§ **Stated task**
Locate each line in the listing below that contains the word "silhouette", and copy those lines in the order they appear.

[Excerpts from location labeling data]

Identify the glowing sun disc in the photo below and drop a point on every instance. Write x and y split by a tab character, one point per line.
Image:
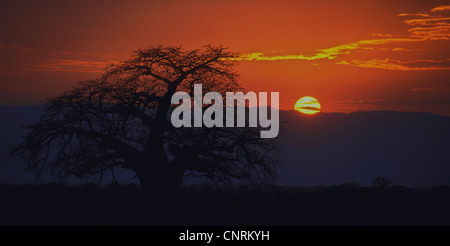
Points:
307	105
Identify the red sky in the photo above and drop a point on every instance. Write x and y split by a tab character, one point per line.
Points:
351	55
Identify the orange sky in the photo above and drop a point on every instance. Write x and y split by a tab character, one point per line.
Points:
351	55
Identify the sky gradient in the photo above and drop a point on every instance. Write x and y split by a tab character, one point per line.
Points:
351	55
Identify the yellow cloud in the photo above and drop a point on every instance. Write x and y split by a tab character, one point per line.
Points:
390	64
327	54
425	27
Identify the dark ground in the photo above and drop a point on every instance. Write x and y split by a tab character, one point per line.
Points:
125	205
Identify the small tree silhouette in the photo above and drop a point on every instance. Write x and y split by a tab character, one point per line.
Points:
382	182
121	121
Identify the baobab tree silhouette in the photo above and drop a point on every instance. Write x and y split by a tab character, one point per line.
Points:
121	120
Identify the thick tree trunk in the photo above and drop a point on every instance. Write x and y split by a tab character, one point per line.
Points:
161	180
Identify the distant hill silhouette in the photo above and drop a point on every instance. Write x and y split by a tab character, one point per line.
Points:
409	148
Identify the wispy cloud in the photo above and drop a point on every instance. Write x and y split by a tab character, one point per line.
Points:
436	89
328	53
71	65
390	64
425	27
13	49
441	8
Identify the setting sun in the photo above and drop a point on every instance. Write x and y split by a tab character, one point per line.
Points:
307	105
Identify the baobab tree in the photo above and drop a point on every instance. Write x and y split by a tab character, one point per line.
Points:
121	120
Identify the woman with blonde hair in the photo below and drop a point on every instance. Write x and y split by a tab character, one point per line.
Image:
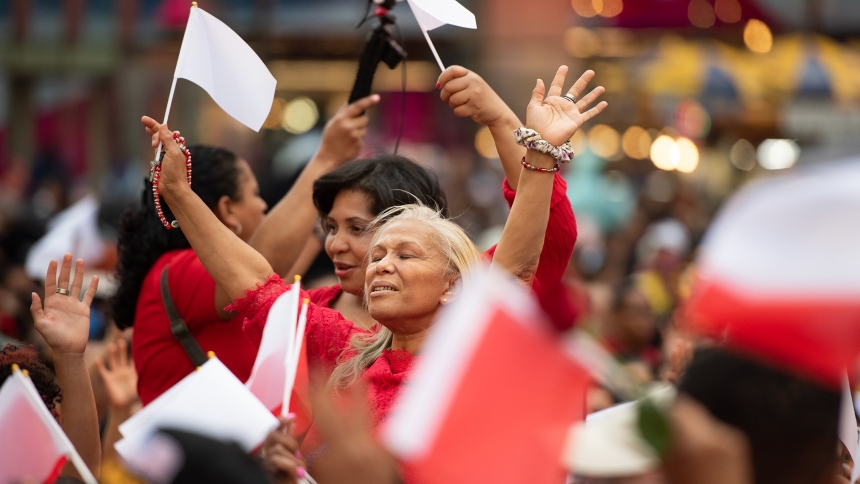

§ **Answer to this problem**
Identify the small tree silhouette in the photo above and drop a point on every instance. Write x and y split by a tab character, one point per line.
Identify the baobab tree silhouette in the photo above and drop a point on every instance. Write x and y split by a tab character, one point per line.
Identify the distant hill silhouette in the photo above and drop a point on every instance. Write x and y split by a tab character, one point per line.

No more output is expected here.